> Data:

--------------------------------

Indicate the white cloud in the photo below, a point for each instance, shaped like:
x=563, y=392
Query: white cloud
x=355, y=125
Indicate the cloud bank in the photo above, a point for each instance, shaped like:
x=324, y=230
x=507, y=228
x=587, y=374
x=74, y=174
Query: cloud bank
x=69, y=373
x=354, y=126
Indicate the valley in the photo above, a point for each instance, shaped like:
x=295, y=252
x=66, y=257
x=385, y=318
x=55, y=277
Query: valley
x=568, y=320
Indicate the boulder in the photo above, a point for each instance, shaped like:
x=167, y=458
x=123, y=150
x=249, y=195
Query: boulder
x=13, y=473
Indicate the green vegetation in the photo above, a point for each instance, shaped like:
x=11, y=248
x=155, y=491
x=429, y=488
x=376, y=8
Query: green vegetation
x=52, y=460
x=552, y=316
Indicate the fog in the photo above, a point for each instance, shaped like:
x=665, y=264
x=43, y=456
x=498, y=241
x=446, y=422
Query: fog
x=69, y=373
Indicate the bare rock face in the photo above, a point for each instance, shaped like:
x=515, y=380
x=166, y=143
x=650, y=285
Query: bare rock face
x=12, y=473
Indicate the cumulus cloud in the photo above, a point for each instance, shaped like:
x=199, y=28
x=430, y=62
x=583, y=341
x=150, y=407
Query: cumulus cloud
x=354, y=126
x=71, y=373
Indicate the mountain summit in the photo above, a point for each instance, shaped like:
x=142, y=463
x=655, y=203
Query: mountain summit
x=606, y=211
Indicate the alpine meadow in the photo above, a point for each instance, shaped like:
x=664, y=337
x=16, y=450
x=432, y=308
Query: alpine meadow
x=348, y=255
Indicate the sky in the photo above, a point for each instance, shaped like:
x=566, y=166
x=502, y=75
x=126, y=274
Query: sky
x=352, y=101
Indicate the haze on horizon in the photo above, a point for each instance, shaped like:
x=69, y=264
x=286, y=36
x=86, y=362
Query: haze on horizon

--------------------------------

> Given exercise: Could you write out again the part of the material that opens with the line containing "Indicate the mountain" and closes with the material's final line, both ends included and requests kept, adding -52 to every coordinate value in the answers while leaving the sample coordinates in the requests unchanged?

> Task solution:
Indicate the mountain summit in the photo above, a point for each instance, shaped like:
x=142, y=463
x=655, y=203
Query: mountain summit
x=554, y=159
Indicate the alpine meadow in the photo above, a point for each instance, shaped like:
x=664, y=337
x=16, y=450
x=432, y=308
Query: alpine meadow
x=296, y=203
Indicate the sky in the photo above, a point for each instance, shaped like:
x=566, y=166
x=502, y=75
x=126, y=274
Query: sky
x=300, y=49
Indicate the haze on horizon in the photo above, a point for each instance, shaped like:
x=69, y=264
x=286, y=36
x=86, y=362
Query: haze on horizon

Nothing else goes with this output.